■ Data shown ■
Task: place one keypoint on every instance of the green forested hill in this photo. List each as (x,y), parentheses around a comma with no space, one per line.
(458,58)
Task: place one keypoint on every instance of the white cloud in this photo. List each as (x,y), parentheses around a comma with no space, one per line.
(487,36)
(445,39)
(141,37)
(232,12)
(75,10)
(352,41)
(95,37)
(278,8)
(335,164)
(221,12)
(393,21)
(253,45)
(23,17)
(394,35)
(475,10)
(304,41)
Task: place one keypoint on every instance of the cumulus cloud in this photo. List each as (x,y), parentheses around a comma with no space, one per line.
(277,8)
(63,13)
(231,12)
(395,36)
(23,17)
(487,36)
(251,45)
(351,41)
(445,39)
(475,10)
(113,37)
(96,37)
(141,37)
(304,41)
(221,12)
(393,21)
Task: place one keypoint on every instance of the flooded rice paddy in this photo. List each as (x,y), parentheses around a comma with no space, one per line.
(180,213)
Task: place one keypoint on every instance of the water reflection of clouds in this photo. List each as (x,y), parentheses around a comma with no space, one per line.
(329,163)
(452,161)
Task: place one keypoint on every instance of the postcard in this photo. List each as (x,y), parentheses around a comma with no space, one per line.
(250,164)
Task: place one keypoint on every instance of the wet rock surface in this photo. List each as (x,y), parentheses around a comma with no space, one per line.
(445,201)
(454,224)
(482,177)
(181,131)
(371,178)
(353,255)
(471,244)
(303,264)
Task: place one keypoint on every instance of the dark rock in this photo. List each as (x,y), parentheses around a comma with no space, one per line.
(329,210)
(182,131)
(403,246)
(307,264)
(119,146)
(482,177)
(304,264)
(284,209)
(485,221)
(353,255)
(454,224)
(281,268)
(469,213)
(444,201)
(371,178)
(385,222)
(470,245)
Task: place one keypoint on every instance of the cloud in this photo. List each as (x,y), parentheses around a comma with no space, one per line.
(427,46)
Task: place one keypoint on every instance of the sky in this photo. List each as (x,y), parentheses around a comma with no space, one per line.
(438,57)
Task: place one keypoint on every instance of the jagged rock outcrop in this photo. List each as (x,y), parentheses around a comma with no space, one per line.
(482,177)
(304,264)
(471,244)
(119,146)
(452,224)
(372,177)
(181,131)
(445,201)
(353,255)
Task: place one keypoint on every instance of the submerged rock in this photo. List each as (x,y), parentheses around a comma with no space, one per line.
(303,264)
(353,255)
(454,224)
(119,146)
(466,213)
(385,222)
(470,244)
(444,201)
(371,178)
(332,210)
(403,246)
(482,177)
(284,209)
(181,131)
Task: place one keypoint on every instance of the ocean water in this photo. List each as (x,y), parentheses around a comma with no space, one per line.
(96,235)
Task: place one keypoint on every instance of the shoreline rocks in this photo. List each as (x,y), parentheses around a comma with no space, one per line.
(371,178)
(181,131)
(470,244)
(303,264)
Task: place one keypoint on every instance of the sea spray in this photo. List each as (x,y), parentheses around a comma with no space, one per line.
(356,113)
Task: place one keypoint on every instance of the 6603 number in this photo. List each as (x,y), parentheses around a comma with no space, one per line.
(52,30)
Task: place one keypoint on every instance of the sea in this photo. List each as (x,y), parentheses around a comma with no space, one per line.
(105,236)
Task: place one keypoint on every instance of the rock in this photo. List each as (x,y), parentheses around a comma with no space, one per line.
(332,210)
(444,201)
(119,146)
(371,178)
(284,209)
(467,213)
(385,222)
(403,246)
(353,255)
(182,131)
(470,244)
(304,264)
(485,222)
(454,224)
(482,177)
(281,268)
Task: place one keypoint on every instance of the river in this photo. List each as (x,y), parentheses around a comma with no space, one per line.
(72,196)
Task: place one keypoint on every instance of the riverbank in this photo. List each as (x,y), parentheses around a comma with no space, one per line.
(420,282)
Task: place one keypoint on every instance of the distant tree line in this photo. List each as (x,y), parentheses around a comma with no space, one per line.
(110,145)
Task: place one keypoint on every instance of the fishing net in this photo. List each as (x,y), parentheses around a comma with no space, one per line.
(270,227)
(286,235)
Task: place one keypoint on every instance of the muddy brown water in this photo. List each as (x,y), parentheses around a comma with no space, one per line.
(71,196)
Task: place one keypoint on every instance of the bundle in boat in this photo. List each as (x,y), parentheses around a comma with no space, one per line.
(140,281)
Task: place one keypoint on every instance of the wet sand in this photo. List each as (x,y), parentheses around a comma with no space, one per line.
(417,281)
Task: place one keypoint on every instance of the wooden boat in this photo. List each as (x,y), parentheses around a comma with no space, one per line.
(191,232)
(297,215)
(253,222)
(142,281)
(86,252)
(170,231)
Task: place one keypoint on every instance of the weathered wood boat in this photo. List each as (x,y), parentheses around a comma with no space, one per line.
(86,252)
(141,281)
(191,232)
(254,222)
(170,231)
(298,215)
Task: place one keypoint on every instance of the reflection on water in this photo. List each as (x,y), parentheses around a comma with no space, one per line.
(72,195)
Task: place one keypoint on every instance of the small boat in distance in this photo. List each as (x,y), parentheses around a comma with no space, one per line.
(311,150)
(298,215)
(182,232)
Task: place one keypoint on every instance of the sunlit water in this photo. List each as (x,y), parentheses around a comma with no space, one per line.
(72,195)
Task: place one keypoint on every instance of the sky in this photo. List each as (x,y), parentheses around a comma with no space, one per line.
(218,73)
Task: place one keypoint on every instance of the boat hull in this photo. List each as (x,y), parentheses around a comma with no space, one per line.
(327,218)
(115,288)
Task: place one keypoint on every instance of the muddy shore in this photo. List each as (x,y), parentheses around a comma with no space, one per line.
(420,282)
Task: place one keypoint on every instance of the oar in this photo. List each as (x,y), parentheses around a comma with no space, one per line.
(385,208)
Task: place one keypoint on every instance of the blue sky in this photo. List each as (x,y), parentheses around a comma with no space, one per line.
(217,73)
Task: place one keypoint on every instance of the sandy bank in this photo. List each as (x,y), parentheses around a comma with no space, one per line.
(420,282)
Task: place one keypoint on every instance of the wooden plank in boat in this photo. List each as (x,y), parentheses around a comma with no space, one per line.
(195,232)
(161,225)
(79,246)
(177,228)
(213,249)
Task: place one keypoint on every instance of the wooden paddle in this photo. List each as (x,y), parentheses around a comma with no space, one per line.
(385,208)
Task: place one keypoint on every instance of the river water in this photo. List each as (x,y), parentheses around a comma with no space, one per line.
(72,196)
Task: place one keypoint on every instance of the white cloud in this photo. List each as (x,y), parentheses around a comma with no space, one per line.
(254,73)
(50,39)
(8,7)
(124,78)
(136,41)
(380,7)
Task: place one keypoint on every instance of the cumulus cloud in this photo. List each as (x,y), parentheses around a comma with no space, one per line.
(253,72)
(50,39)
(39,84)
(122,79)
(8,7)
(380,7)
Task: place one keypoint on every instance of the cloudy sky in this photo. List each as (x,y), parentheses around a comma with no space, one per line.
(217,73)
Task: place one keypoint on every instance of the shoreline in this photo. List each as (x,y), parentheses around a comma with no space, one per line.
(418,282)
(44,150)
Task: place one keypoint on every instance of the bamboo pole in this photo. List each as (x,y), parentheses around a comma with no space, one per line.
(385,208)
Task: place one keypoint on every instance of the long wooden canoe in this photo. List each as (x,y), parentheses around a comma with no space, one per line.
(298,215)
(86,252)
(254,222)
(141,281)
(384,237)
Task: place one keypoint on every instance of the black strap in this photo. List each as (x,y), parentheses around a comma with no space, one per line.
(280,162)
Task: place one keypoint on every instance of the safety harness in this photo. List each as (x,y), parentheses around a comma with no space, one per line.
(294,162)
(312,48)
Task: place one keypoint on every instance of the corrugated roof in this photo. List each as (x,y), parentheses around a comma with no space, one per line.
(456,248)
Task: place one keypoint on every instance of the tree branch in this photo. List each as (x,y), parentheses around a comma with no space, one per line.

■ Required work ■
Repeat the data verbatim.

■ Answer to the exercise ■
Task: place one keypoint on every instance of the green forested hill in this photo. List each as (x,y), parentheses around a comma with no space, one per line.
(458,58)
Task: place one keypoint on every instance of the white cloud in this photo. List each as (x,y), parentheses around a comma with no space, one per line.
(487,36)
(445,39)
(141,37)
(232,12)
(75,10)
(352,41)
(95,37)
(278,8)
(335,164)
(221,12)
(393,21)
(253,45)
(23,17)
(394,35)
(475,10)
(304,41)
Task: place one keypoint on every instance of the cumulus cloud in this photo. List each as (x,y), parentheses around a comma with no space, one per line.
(277,8)
(63,13)
(231,12)
(395,36)
(23,17)
(487,36)
(251,45)
(351,41)
(445,39)
(475,10)
(113,37)
(96,37)
(141,37)
(304,41)
(221,12)
(393,21)
Task: place one keypoint on every instance of the flooded rice paddy in this photo. List each as (x,y), parentheses around a comma with no space, one per line.
(180,213)
Task: place one keypoint on every instance of the water reflection of clouds in this photo. List each as (x,y), parentheses around a comma with no space, one per line.
(329,163)
(452,161)
Task: place one keypoint on every instance of the postcard in this photo. List each as (x,y), parentheses around a comma with no space, one per line.
(250,164)
Task: place one keypoint on every instance of the wet rock surface in this photo. List each as (x,y), parentheses around a comma with no space, one per line.
(445,201)
(454,224)
(482,177)
(181,131)
(371,178)
(353,255)
(471,244)
(303,264)
Task: place one keypoint on every instance of the dark rock in this photo. List each as (x,y), parentheses around a comma with no space, one per line.
(329,210)
(182,131)
(403,246)
(307,264)
(119,146)
(482,177)
(304,264)
(284,209)
(485,221)
(353,255)
(454,224)
(281,268)
(469,213)
(444,201)
(371,178)
(385,222)
(470,245)
Task: place one keypoint on every instance of the cloud in this photo. List each as (x,y), parentheses around a comma with no space, one per line.
(427,46)
Task: place one keypoint on every instance of the sky in this photo. List each as (x,y), parentheses around a comma with no space, one per line.
(438,57)
Task: place one keypoint on every instance of the jagged rock outcrop in this photo. List each as (x,y), parentheses around a comma with no space, one per line.
(482,177)
(304,264)
(471,244)
(119,146)
(452,224)
(372,177)
(181,131)
(445,201)
(353,255)
Task: place one keypoint on every instance of the submerged rock in this photo. List each as (x,y), parentheses around a comma with no space, one per line.
(303,264)
(353,255)
(454,224)
(119,146)
(466,213)
(385,222)
(470,244)
(444,201)
(371,178)
(332,210)
(403,246)
(482,177)
(284,209)
(181,131)
Task: place one keypoint on every instance of the ocean water in this photo. List each as (x,y), parentheses around a comma with no space, one per line.
(96,235)
Task: place one keypoint on every instance of the shoreline rocks in this photo. List each as (x,y), parentheses around a comma with no space, one per line.
(371,178)
(181,131)
(470,244)
(303,264)
Task: place one keypoint on every instance of the sea spray in this photo. List each as (x,y), parentheses around a comma with no space, one per line.
(356,113)
Task: place one keypoint on every instance of the 6603 number in this photo. List each as (x,y), parentheses around a comma with no space, one per line.
(52,30)
Task: place one keypoint on every instance of the sea in this photo. List each as (x,y), parentheses around a comma with no space, one per line.
(105,236)
Task: place one keypoint on every instance of the rock in this photo. List each as (x,y), parentheses around a comma with no space, one per line.
(332,210)
(444,201)
(119,146)
(371,178)
(284,209)
(467,213)
(385,222)
(403,246)
(353,255)
(182,131)
(470,244)
(304,264)
(485,222)
(454,224)
(482,177)
(281,268)
Task: place one keypoint on every instance of the river in this photo. List each as (x,y), parentheses around a comma with no space, one per line.
(72,196)
Task: place one keypoint on every instance of the riverbank in this photo. List each as (x,y), parentheses around a comma with no space, one per line.
(420,282)
Task: place one keypoint on every instance of the distant tree line in this photo. List each as (x,y), parentheses around a comma with no space, one per line.
(110,145)
Task: place one keypoint on every instance of the fishing net in this photo. List each as (x,y), parentheses around a comma with no space, one per line.
(270,227)
(286,235)
Task: place one keypoint on every instance of the muddy brown water in this photo. List each as (x,y), parentheses around a comma with no space, one per line.
(71,196)
Task: place one keypoint on every instance of the bundle in boat in this photo. List each as (x,y), parentheses around a comma with no space, one per line.
(140,281)
Task: place one keypoint on every instance of the wet sand in this photo. List each as (x,y), parentheses around a comma with no space, one per line.
(417,281)
Task: place one keypoint on every instance of the wooden boat in this photo. List each as (x,y), parentheses around a comma with no space, one per line.
(191,232)
(297,215)
(253,222)
(142,281)
(86,252)
(170,231)
Task: place one keypoint on every instance of the weathered wood boat in this photo. List each as (x,y), parentheses around a comma with no space, one per line.
(86,252)
(141,281)
(191,232)
(254,222)
(170,231)
(298,215)
Task: place one keypoint on every instance of the reflection on water in this photo. List each as (x,y), parentheses around a comma with no space, one per line.
(72,195)
Task: place one keypoint on every instance of the small boat in distance in this photo. List each as (x,y), parentheses around a comma with no space, one per line.
(311,150)
(298,215)
(182,232)
Task: place one keypoint on every instance of the sunlit water in this photo. List each as (x,y), parentheses around a comma with no space, one per line.
(72,195)
Task: place one keypoint on every instance of the sky in this photo. List each as (x,y), parentheses around a comma with no space, one per line.
(218,73)
Task: place one keypoint on every instance of the boat hull in this photo. List each as (x,y), parentheses around a comma with no space, one per line.
(327,218)
(115,288)
Task: place one keypoint on every instance of the muddy shore in this photo. List each as (x,y), parentheses around a comma with no space, one per line.
(420,282)
Task: place one keypoint on every instance of the oar in this photo. List each as (x,y), parentheses around a comma with no space, one per line.
(385,208)
Task: place one keypoint on every instance of the blue sky in this photo. List each as (x,y), parentheses around a comma with no space, one per line.
(217,73)
Task: place one keypoint on every instance of the sandy bank in this photo. List each as (x,y), parentheses around a comma with no space, one per line.
(420,282)
Task: place one keypoint on every instance of the wooden plank in boat in this photo. List each as (x,y), parentheses around a comma with no space, one per line.
(195,232)
(161,225)
(79,246)
(177,228)
(213,249)
Task: place one keypoint on every instance of the wooden paddle in this photo. List each as (x,y), parentheses around a comma with no space, one per line.
(385,208)
Task: place one keypoint on every instance of the river water in this photo. List each as (x,y), parentheses around a comma with no space, one per line.
(72,196)
Task: place one keypoint on every instance of the white cloud in this photo. List each as (x,y), parentheses around a comma with no space, one per line.
(254,73)
(50,39)
(8,7)
(124,78)
(136,41)
(380,7)
Task: place one keypoint on every instance of the cumulus cloud in this photo. List each as (x,y), parentheses around a comma with no space, one per line.
(253,72)
(50,39)
(39,84)
(122,79)
(8,7)
(380,7)
Task: place one keypoint on every instance of the cloudy sky in this photo. List each as (x,y), parentheses around a comma with no space, one per line.
(217,73)
Task: place one keypoint on every instance of the shoreline in this photo. List each as (x,y), parentheses around a comma with no space, one per line.
(418,282)
(44,150)
Task: place one keypoint on every instance of the bamboo pole in this photo. List each as (x,y), parentheses around a comma with no space, one per line.
(385,208)
Task: place one keypoint on every instance of the long wooden canoe in this photo. List each as (x,y), parentheses around a comma with no space, one per line.
(298,215)
(86,252)
(254,222)
(141,281)
(384,237)
Task: place one keypoint on every instance of the black strap in this photo. List each as (x,y), parentheses around a comma with no space, one per line.
(280,162)
Task: place one keypoint on every instance of the safety harness in this photo. List each as (x,y), parentheses around a comma with no space, one per line.
(294,162)
(312,48)
Task: place one keypoint on every instance of the corrugated roof in this photo. List each as (x,y), parentheses around a comma with no space, one per line.
(456,248)
Task: place one keypoint on every instance of the tree branch in this photo. List each as (x,y), parentheses around a comma with no space, one per line.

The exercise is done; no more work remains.